[Records from a point labeling set]
_____
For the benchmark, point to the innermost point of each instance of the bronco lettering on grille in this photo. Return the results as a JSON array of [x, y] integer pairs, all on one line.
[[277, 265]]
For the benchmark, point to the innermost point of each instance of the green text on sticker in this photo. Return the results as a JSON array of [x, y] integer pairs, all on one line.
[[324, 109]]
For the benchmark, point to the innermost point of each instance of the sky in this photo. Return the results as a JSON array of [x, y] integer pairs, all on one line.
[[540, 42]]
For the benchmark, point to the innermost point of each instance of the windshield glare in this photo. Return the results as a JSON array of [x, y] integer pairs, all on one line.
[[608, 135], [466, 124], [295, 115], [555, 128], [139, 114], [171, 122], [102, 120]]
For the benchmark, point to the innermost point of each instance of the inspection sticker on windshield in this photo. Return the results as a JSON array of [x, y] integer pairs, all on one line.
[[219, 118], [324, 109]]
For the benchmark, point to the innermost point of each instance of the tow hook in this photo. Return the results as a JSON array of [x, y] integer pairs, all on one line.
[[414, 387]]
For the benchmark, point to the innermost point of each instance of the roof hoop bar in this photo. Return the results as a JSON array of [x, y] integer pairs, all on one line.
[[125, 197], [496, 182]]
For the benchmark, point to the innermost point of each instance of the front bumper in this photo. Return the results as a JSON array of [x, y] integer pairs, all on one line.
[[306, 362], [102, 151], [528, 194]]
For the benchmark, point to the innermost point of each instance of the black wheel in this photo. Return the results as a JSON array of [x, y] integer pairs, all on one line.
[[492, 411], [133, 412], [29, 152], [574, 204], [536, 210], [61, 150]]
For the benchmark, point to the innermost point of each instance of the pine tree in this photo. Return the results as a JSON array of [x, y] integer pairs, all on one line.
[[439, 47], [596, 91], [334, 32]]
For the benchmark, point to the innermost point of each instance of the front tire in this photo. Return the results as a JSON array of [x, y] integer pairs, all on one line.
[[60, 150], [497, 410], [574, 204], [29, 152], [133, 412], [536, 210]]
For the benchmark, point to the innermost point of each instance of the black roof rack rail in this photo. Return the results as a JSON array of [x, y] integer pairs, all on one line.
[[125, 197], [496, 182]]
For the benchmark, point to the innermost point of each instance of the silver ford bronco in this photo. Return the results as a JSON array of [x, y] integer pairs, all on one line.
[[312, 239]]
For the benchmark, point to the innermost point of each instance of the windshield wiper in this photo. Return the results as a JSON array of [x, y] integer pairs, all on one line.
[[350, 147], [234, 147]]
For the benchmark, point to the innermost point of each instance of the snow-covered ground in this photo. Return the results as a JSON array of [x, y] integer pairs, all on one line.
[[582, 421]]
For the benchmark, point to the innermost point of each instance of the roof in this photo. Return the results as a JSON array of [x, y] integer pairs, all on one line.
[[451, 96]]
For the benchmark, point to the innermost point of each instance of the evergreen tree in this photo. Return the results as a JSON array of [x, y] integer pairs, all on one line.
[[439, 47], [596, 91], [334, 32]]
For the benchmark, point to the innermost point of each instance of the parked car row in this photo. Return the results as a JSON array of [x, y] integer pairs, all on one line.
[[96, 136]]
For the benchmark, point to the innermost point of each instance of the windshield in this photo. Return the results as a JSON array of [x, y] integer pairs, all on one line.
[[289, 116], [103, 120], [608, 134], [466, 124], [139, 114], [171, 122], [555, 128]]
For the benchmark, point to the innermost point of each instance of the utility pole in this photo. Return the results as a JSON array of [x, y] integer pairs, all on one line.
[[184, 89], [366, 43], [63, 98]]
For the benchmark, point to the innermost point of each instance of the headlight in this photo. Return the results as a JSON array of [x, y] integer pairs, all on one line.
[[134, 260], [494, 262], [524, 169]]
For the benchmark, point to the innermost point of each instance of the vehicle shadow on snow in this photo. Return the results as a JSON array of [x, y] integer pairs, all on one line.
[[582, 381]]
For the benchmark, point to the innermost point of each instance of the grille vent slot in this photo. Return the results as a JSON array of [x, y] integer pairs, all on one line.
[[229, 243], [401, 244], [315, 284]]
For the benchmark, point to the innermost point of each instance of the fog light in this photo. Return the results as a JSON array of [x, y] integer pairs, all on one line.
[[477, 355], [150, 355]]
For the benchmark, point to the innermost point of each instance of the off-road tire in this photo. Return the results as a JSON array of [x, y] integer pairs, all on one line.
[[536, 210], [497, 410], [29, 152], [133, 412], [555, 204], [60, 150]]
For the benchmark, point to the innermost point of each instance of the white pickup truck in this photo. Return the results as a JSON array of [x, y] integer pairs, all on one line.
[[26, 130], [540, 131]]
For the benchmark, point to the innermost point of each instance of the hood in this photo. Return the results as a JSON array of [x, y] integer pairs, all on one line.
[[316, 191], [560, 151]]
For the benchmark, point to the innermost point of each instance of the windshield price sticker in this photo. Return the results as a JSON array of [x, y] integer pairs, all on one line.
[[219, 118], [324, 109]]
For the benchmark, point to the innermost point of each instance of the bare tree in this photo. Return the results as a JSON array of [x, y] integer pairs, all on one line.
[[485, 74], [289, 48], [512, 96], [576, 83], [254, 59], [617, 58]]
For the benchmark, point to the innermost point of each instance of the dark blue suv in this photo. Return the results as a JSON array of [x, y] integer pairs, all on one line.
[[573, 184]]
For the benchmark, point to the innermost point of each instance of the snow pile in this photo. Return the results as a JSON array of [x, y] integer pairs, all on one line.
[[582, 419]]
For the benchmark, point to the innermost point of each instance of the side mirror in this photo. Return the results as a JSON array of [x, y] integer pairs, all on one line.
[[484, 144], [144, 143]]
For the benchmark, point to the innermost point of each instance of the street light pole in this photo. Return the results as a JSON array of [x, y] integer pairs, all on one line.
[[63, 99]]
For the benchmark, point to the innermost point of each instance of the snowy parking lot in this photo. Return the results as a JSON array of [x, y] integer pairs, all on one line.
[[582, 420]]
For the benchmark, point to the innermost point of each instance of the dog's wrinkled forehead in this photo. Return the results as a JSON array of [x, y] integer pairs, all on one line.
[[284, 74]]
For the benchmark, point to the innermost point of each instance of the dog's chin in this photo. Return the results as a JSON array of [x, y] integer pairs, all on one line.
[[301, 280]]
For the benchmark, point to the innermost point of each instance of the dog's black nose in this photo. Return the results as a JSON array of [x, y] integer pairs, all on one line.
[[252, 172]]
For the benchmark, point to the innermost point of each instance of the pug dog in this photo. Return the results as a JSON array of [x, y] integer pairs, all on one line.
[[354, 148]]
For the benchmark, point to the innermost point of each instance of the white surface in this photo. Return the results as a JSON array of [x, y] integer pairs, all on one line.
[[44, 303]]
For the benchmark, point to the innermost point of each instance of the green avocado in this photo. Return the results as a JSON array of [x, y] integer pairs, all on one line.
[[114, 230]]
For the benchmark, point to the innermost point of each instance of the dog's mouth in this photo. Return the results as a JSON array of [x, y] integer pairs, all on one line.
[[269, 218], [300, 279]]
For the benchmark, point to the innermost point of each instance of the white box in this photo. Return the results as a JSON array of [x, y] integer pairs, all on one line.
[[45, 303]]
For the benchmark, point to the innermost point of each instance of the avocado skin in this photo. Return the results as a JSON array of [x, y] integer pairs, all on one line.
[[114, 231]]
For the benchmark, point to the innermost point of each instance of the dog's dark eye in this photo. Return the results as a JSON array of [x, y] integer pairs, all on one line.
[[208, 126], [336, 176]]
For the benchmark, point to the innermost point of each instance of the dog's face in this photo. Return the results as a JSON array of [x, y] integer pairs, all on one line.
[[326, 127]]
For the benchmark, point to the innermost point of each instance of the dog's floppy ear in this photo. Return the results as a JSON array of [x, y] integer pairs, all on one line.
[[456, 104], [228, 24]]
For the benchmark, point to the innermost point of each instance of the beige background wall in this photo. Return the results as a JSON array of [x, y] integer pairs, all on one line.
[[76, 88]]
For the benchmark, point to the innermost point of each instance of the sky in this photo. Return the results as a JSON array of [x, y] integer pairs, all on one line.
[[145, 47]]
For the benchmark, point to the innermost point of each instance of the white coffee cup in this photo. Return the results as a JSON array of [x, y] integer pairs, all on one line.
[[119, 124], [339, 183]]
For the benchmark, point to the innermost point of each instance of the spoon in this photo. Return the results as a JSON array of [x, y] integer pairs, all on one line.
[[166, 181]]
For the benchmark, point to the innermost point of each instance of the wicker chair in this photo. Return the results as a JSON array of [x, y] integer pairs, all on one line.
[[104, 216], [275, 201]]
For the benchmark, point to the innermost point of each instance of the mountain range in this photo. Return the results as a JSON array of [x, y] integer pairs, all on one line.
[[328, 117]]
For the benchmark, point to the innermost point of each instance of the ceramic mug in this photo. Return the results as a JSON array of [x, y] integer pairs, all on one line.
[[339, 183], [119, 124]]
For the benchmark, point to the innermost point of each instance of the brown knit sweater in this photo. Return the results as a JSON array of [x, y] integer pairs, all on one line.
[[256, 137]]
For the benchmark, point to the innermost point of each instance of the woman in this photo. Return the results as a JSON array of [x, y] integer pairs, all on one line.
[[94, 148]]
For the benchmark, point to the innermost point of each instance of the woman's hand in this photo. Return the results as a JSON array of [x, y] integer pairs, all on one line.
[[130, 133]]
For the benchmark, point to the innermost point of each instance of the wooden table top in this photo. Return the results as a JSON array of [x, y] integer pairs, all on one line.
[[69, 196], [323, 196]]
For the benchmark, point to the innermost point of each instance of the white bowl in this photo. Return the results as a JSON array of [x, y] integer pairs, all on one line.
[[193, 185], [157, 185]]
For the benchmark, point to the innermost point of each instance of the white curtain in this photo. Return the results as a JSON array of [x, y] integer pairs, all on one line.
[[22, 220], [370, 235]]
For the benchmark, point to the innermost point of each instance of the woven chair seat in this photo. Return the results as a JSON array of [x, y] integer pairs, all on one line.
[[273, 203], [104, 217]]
_____
• _YOUR GOAL_
Render as a numbered list the part of the data that opens with the line containing "of the headlight" and closes with the line containing "[[229, 243], [401, 244], [315, 284]]", leaving out blank lines.

• _RESPONSE_
1. For the benchmark, point to the innermost point of each instance of the headlight in this photo. Return the results as a JSON array of [x, y] integer pairs, all on one line.
2. [[134, 260], [494, 262], [524, 169]]
3. For the benchmark, point to the innermost point of each instance of the vehicle shadow on snow in this photo. Return the results as a JSON array of [x, y] integer pairs, all on one line.
4. [[582, 381]]
5. For the benchmark, point to the innermost point of each instance of the grille vent slot in this photo. Return the results as a JSON array of [x, y] integer pairs, all on one line.
6. [[229, 243], [401, 244], [315, 284]]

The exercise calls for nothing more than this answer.